* Document extract
The big picture; Give Strickland a little elbow room

BYLINE: Brent Larkin, Director of Plain Dealer Editorial Pages

DATELINE: Columbus, Ohio


Columbus - One of this town's favorite Republican pastimes for the past few weeks has been to dispense not-so-subtle sarcasm aimed at Ted Strickland, the first Democrat elected governor in 20 years.

Some GOP legislators, including House Speaker Jon Husted, have mocked the governor's campaign promise to fix the school-funding for-

mula.

State Sen. Kevin Coughlin, a Cuyahoga Falls Republican, went so far as to deride Strickland's "Turnaround Ohio" plan with daily news releases counting down the days until the governor fixes Ohio's badly broken economy.

How interesting that Coughlin would employ a calendar-type gimmick to make his point.

You see, Coughlin's countdown calendar is make-believe.

Here's one that isn't.

Coughlin's Republicans ran this state for the past 16 years.

And where they ran it was right into the ground.

By almost every indicator used to measure the condition of higher education and the economy, the numbers scream out that Ohio is in far worse shape today than it was 16 years ago.

By my calendar, that's a 192-month record of failure, with a few successes (tax reform, Third Frontier to name two) sprinkled in merely to prevent the GOP losing streak from reaching the 5,844 days.

Sure, saddling Republicans with all of the blame for what has happened to this state would be grossly unfair. Ohio's demise is largely the result of forces that were at work for decades.

But given the sordid history of the post-1990 era, it would have been laughably easy for Ted Strickland to engage in prolonged and effective blame-placing on Wednesday during his first State of the State speech. Instead, he took the high road. Not a word of his speech smacked of recrimination.

If you don't count the obsession many Republicans have with social engineering - and you shouldn't - by the time Strickland walked out of that House chamber, he had offered up almost as many big and bold ideas in 57 minutes as Republicans managed to toss out during their 8,415,360-

minute rule.

* List of tasks
1. In the editorial about Governor Strickland, which state senator mocked the "Turnaround Ohio" plan with daily countdown news releases?
2. Please write the next few paragraphs of the editorial about Governor Strickland, picking up right after its last sentence.

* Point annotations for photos
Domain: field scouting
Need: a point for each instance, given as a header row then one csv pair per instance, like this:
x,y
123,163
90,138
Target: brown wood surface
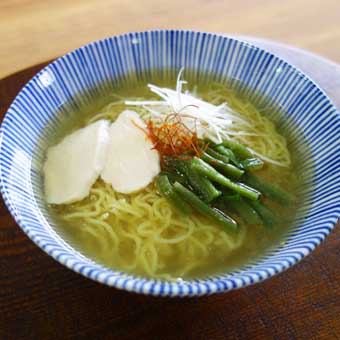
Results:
x,y
40,299
32,31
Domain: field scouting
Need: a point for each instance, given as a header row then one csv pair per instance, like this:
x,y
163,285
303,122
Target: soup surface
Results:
x,y
142,234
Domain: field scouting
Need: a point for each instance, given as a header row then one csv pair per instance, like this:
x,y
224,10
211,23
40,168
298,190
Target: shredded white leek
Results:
x,y
215,122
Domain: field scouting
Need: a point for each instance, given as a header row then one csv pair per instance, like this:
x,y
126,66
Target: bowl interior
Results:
x,y
303,111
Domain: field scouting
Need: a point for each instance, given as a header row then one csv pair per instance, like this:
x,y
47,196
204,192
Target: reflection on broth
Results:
x,y
144,233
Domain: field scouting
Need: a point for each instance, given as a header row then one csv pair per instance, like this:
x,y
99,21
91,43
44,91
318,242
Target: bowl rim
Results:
x,y
207,288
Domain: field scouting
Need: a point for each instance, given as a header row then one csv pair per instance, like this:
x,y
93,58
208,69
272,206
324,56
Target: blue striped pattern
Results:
x,y
305,113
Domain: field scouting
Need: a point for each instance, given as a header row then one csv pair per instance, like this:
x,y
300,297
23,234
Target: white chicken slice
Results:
x,y
73,165
131,162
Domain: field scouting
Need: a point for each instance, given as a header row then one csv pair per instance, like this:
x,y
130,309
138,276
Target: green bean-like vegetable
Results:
x,y
230,197
201,185
239,150
167,191
230,154
269,190
217,155
244,211
207,170
204,209
252,164
267,215
226,169
175,177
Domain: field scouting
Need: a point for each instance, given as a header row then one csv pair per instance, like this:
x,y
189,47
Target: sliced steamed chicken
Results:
x,y
131,162
73,165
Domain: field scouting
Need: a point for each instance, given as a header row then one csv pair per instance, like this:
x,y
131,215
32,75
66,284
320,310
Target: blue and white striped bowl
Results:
x,y
306,113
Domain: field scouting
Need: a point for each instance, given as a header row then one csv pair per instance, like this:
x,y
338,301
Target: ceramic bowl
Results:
x,y
305,113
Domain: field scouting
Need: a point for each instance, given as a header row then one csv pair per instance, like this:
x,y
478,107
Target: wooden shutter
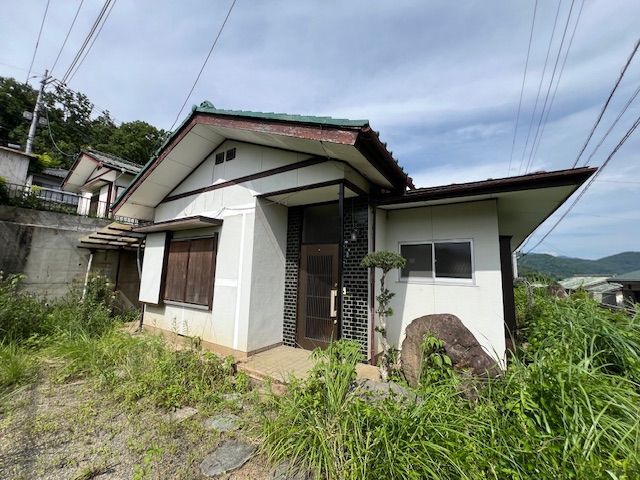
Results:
x,y
177,264
200,272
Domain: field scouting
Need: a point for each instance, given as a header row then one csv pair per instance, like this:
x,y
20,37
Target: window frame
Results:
x,y
434,279
172,298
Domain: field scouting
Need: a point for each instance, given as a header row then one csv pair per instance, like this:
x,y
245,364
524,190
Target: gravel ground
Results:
x,y
72,431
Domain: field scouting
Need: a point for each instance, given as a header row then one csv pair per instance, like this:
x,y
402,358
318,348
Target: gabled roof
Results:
x,y
204,130
626,277
523,202
86,164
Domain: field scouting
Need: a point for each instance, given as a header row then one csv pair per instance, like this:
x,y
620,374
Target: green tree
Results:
x,y
15,98
386,261
134,141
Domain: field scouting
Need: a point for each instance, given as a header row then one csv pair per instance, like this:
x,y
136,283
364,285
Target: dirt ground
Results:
x,y
72,431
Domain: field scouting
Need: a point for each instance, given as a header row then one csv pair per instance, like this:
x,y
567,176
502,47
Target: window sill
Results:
x,y
187,305
441,282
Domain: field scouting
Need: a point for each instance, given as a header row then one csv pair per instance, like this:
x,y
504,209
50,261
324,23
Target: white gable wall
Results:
x,y
478,304
267,289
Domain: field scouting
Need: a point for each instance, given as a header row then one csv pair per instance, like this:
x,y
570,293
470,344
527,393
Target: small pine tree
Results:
x,y
386,261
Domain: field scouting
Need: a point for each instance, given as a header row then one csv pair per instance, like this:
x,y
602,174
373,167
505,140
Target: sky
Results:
x,y
444,82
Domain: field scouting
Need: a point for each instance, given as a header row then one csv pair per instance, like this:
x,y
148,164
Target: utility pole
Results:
x,y
36,112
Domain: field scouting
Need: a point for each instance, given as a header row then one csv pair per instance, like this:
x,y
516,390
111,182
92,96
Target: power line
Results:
x,y
606,104
92,41
37,41
544,69
534,149
524,77
593,179
67,37
86,40
635,94
203,65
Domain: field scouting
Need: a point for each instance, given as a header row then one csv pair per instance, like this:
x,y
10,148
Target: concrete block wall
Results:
x,y
44,247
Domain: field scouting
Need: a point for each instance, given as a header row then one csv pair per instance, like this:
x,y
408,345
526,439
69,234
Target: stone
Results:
x,y
460,345
557,291
181,414
228,457
370,390
224,422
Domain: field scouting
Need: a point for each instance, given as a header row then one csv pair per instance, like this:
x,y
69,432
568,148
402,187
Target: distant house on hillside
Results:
x,y
630,285
598,287
14,165
258,222
99,178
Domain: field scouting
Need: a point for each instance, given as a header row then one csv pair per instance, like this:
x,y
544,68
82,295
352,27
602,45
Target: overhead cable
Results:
x,y
536,145
524,77
203,65
544,69
593,179
67,37
86,41
92,42
606,104
37,41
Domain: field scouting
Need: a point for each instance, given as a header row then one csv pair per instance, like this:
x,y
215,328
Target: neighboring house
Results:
x,y
99,178
597,286
630,285
14,165
50,178
258,223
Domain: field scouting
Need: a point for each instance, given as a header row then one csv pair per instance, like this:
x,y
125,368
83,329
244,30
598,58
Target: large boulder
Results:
x,y
460,345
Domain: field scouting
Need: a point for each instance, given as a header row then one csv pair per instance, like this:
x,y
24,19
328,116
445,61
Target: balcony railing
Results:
x,y
41,198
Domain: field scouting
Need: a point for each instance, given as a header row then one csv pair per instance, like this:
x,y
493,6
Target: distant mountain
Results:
x,y
562,267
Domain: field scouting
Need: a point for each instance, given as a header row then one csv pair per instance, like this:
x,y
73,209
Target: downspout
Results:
x,y
372,292
86,277
340,255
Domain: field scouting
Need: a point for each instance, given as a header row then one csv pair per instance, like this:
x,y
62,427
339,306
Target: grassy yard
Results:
x,y
80,398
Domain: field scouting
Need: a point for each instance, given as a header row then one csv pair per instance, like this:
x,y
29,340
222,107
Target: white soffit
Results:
x,y
345,152
329,193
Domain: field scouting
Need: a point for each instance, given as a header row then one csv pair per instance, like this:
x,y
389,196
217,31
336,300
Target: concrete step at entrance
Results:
x,y
281,363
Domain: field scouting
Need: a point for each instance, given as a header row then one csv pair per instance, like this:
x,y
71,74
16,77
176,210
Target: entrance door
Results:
x,y
318,296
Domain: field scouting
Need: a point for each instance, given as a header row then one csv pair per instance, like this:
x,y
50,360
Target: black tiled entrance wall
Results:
x,y
292,258
355,311
355,278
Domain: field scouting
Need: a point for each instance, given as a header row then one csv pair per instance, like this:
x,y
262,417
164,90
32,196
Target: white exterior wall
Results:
x,y
248,298
268,273
478,304
14,167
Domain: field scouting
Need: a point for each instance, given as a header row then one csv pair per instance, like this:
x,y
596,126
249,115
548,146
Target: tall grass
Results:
x,y
84,335
567,407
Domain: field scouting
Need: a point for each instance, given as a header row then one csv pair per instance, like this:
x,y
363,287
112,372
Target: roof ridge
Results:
x,y
208,107
112,157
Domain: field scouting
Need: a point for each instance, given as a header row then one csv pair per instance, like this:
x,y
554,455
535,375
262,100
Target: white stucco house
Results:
x,y
14,165
98,178
257,223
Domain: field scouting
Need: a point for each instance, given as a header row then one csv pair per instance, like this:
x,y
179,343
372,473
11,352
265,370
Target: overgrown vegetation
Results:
x,y
567,407
386,261
85,336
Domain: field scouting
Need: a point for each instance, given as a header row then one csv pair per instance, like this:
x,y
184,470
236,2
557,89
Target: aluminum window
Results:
x,y
445,260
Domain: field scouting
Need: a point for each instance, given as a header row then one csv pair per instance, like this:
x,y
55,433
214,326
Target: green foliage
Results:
x,y
72,127
567,407
436,364
562,267
386,261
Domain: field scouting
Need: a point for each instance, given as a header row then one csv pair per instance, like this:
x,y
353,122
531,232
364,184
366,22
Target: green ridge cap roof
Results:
x,y
207,107
627,277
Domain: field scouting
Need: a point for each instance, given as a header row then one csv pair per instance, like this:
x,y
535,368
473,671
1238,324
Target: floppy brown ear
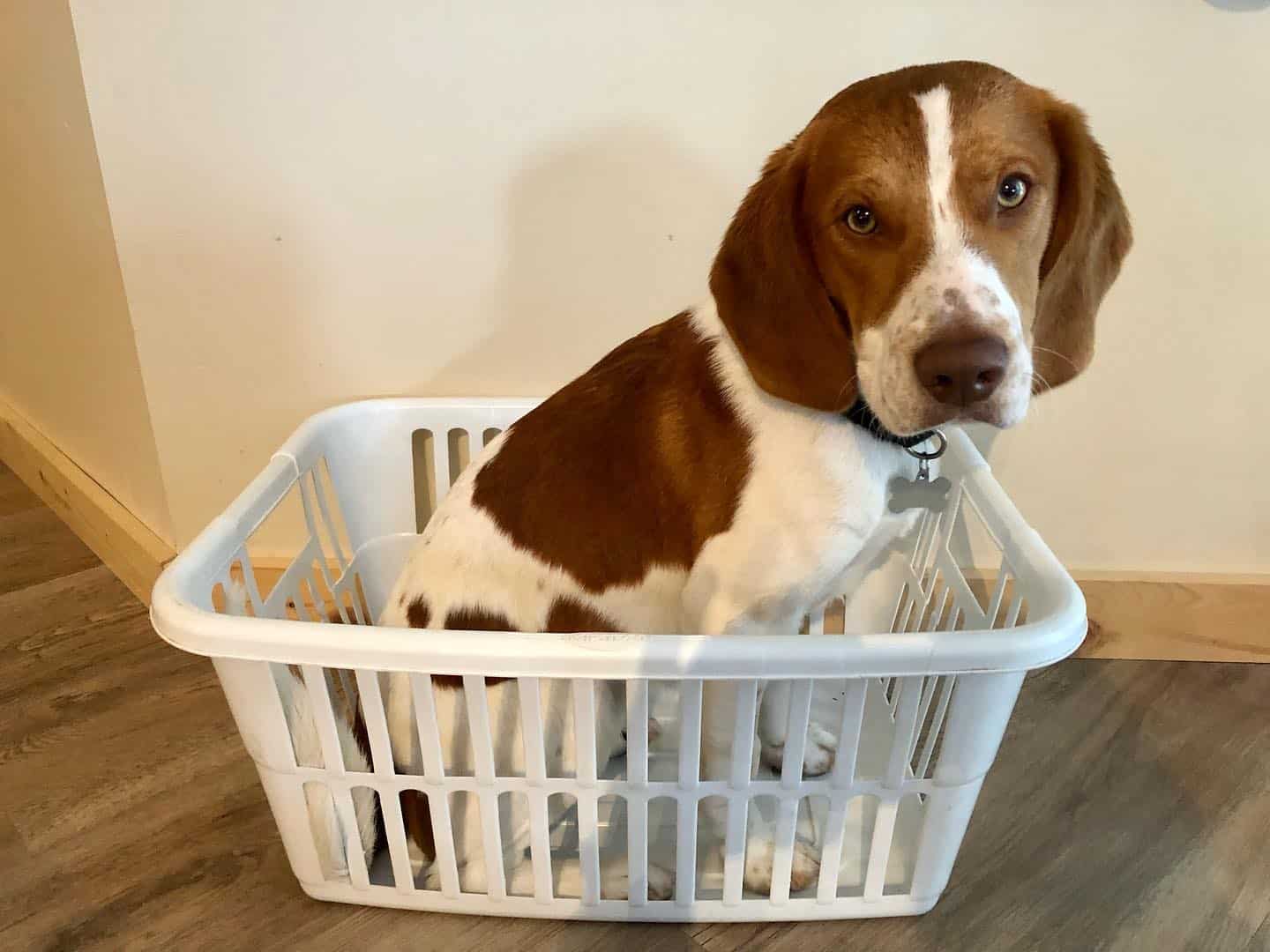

* Exercise responses
1. State Sen. Kevin Coughlin, a Cuyahoga Falls Republican.

2.
That's not to say all of Strickland's ideas were good. To the contrary, his proposals to snuff out school choice smack of overkill to appease his supporters in the education unions. But if the legislature had done a better job regulating the greedy and corrupt influences that have invaded so many charter schools, perhaps that element of school choice wouldn't have become so vulnerable to gubernatorial attack.

To nit-pick Strickland's ideas would be to miss a larger point: At a time when tinkering on the margins of change is a surefire recipe for failure, Ohio finally may have a governor willing to think big.

Now the deliberations over Strickland's ideas move to the Ohio General Assembly, hardly a place that inspires confidence. Far too many Republicans live up to that "caveman" tag stuck on them in the early 1990s. As for the Democrats, their ranks are populated by a troubling number of legislators who don't belong there - due to a shortage of brains, political skills, or both.

Worth watching in this budget process will be House Speaker Husted, a Dayton-area Republican with gubernatorial potential. But his stock with opinion leaders will plummet if he derails many elements of the governor's plan merely to appease all the nuts in his caucus.

The Statehouse and its environs are an incestuous place. So many political whores lurk in hallways and watering holes that it's a wonder anything good ever gets accomplished. Maybe those sharks will so gnaw the Strickland budget plan that the final product will be unrecognizable. Maybe the details of the plan will prove so suspect that it rightly collapses of its own weight.

But however this turns out, for 57 minutes last week, it was nice to watch and listen to a governor of Ohio who acted the part.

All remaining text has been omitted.